■ **PROVIDED TEXT**

'''

I have to go with the others, it doesn't sit right with me. Does grandpa live with you and act as another father? That might make a difference. My kids bathe with me, but DH won't let DD in the bathroom when he's naked, if she comes in he just covers up, doesn't yell or anything to make her feel bad. He would not bathe with her at this point, she is 3, but he did when she was a babe.

My kids are very close to both sets of GPs but I would not allow bathing with any of them, and I know my parents are not pervs either.

Now, if he were simply clothed bathing her ( from outside the tub) I don't think any reasonable person would argue with that.

Also, if you, DH and DD are all comfortable with it, then that is up to you.

One more thing that I think bears mentioning ( not implying anything to do with this), but I encourage everyone to teach their kids proper names for all parts, the parts of the opposite sex as well, so they know what they are called, if they ever need to express what they are experiencing, and talk talk talk about privacy and private parts.

'''

■ **STATED PROBLEM A**
Duplicate the part of the post about bathing with children starting with "My kids are" and going on through "is up to you.".

■ **MATERIAL SUPPLIED**
'''

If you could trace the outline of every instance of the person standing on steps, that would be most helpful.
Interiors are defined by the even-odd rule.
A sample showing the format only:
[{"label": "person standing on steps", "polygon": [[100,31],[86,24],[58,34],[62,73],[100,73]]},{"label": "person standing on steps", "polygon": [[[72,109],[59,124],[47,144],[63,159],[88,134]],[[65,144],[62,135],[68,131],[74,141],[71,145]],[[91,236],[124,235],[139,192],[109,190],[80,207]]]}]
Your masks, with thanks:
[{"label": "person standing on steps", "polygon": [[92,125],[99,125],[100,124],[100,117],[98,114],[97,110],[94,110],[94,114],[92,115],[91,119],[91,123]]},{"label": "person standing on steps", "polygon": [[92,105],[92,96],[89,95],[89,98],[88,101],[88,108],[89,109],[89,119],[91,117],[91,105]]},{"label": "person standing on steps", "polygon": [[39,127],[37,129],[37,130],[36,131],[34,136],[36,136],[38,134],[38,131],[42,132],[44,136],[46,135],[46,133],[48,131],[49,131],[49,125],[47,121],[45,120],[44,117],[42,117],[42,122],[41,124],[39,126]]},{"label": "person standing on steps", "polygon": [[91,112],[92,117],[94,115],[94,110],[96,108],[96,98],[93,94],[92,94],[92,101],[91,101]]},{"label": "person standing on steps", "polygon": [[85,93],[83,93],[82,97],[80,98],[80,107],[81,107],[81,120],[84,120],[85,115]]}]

'''

■ **STATED PROBLEM B**
Set down the rows word for word, starting with the first row and going on through the row with "Your masks, with".

■ **RIGHT ANSWER A**
My kids are very close to both sets of GPs but I would not allow bathing with any of them, and I know my parents are not pervs either.

Now, if he were simply clothed bathing her ( from outside the tub) I don't think any reasonable person would argue with that.

Also, if you, DH and DD are all comfortable with it, then that is up to you.

■ **RIGHT ANSWER B**
If you could trace the outline of every instance of the person standing on steps, that would be most helpful.
Interiors are defined by the even-odd rule.
A sample showing the format only:
[{"label": "person standing on steps", "polygon": [[100,31],[86,24],[58,34],[62,73],[100,73]]},{"label": "person standing on steps", "polygon": [[[72,109],[59,124],[47,144],[63,159],[88,134]],[[65,144],[62,135],[68,131],[74,141],[71,145]],[[91,236],[124,235],[139,192],[109,190],[80,207]]]}]
Your masks, with thanks:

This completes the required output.